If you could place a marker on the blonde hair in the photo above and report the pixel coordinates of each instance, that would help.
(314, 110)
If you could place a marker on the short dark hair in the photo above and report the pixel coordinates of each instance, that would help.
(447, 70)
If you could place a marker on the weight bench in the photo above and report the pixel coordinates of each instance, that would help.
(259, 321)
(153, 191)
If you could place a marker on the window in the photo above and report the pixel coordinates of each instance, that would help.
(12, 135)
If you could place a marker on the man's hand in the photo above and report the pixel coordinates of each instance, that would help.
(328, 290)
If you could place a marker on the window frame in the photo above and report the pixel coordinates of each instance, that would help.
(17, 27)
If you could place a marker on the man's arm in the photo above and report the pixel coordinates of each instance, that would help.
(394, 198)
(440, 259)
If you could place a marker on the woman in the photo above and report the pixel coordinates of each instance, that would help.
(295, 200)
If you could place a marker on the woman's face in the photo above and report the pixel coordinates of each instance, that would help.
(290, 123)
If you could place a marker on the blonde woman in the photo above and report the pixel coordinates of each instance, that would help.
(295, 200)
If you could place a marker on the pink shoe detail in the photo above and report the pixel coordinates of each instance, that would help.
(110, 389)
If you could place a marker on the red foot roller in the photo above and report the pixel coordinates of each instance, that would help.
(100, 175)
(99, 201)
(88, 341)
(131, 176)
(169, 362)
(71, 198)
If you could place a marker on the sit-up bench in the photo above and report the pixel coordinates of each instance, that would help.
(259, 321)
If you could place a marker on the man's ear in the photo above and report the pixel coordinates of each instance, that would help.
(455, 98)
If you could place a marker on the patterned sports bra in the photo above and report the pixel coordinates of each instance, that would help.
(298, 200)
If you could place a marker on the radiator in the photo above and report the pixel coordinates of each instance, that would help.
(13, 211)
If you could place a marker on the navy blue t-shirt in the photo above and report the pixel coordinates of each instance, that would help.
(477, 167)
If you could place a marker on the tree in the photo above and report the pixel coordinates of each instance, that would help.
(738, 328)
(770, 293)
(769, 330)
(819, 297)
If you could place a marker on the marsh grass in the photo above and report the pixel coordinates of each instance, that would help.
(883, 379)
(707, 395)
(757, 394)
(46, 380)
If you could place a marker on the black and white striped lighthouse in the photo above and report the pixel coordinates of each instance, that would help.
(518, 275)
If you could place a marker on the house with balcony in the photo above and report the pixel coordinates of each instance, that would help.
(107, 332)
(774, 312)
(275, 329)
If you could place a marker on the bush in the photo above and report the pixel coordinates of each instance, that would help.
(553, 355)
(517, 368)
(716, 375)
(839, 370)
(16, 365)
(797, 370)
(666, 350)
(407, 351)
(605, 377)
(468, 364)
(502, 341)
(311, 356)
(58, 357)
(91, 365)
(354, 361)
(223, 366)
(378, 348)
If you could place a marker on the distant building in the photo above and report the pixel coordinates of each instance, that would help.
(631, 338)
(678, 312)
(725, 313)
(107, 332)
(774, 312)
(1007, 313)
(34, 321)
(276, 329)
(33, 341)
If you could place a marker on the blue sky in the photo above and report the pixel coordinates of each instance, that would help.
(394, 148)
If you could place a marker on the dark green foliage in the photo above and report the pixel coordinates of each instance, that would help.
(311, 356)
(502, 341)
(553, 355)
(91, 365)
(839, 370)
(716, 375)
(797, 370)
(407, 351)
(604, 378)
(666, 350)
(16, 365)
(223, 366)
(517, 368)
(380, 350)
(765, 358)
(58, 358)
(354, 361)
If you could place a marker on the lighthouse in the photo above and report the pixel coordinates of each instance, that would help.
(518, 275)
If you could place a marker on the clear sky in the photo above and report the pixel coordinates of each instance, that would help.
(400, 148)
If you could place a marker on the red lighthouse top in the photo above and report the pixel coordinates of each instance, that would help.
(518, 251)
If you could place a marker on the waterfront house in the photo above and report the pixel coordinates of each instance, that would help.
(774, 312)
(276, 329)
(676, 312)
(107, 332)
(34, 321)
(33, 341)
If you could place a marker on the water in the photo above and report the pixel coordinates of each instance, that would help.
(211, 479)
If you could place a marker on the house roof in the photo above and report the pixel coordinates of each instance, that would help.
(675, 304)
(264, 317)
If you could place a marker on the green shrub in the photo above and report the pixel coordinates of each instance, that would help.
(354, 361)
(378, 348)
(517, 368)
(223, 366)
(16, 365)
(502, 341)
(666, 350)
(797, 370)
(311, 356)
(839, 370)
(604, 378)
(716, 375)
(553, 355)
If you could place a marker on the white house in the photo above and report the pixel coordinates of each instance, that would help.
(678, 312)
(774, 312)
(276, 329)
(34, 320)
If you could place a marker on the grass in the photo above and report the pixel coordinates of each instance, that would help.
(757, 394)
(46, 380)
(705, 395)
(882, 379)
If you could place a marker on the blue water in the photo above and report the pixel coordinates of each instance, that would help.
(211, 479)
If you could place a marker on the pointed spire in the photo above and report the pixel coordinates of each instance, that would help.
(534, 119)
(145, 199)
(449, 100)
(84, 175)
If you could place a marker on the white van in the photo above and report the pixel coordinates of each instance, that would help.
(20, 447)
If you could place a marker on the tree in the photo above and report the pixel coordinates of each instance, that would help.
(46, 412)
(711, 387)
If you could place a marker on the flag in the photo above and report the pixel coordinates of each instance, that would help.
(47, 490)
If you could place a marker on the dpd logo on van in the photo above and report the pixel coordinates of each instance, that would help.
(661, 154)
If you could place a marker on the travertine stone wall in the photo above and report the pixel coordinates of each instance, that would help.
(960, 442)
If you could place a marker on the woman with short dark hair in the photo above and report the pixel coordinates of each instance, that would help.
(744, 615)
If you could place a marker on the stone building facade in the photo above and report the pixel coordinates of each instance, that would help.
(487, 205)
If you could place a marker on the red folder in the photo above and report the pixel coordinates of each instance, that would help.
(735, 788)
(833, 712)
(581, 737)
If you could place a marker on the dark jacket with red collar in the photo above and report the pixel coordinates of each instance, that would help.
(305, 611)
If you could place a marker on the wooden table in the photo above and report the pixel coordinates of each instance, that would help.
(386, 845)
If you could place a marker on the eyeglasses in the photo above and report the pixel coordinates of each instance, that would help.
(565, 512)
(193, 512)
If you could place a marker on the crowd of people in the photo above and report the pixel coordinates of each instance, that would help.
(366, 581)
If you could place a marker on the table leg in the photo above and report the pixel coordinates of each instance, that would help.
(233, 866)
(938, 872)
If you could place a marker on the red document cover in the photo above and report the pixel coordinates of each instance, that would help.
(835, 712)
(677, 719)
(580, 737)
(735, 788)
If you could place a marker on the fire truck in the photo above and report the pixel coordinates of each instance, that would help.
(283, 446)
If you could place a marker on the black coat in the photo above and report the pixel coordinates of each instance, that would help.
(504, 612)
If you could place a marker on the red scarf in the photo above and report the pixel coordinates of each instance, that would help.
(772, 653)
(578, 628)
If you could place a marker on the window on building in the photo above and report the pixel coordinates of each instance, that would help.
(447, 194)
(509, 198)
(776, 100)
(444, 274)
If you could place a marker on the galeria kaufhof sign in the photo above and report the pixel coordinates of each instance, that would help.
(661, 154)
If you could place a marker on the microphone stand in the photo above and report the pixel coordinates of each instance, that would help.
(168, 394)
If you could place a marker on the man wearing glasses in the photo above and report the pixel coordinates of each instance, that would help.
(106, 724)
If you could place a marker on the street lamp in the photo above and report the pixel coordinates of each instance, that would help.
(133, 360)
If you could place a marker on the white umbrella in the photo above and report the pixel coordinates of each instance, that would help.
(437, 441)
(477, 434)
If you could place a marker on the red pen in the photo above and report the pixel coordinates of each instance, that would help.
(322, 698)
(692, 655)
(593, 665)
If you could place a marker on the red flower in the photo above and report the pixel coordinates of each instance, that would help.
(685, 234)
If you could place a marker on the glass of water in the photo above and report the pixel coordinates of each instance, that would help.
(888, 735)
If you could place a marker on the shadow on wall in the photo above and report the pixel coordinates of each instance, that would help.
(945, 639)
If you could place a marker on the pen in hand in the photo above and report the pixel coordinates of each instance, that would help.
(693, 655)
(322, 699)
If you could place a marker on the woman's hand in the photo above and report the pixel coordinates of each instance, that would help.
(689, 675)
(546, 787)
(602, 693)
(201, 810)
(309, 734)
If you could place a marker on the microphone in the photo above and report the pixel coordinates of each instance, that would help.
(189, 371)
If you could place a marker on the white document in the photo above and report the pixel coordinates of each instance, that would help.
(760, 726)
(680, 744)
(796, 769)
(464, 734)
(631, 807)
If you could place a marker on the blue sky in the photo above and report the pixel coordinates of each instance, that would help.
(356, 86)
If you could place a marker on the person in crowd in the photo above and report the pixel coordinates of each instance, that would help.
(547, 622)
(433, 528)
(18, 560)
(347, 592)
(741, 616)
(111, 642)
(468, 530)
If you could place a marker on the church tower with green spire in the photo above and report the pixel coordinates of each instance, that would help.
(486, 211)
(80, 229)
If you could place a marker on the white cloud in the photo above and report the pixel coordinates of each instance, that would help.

Instructions for the task
Look above for the line containing "If you could place a marker on the microphone in"; reproduce it and every line after it through the end of the material, exactly, and nothing else.

Response to the task
If you could place a marker on the microphone in the photo above and report the pixel coordinates of each instance, that would help.
(189, 371)
If you could place a marker on the white document in the photo above and report the pixel coordinates of each instance, that would help.
(760, 726)
(680, 744)
(796, 769)
(464, 734)
(631, 807)
If you could place a marker on the blue sky in the photo above and report the pixel coordinates of each instance, that would help.
(356, 86)
If you could place a marker on the person in crowd in the photo above and report the pixel coordinates of each instance, that would help.
(547, 622)
(433, 528)
(18, 560)
(347, 592)
(741, 616)
(111, 642)
(468, 530)
If you could place a marker on the church tower with green spire in the photo above and report the pixel coordinates of each instance, that would help.
(486, 211)
(80, 229)
If you could place a marker on the white cloud in the photo above and report the pixel coordinates of each instance, that would help.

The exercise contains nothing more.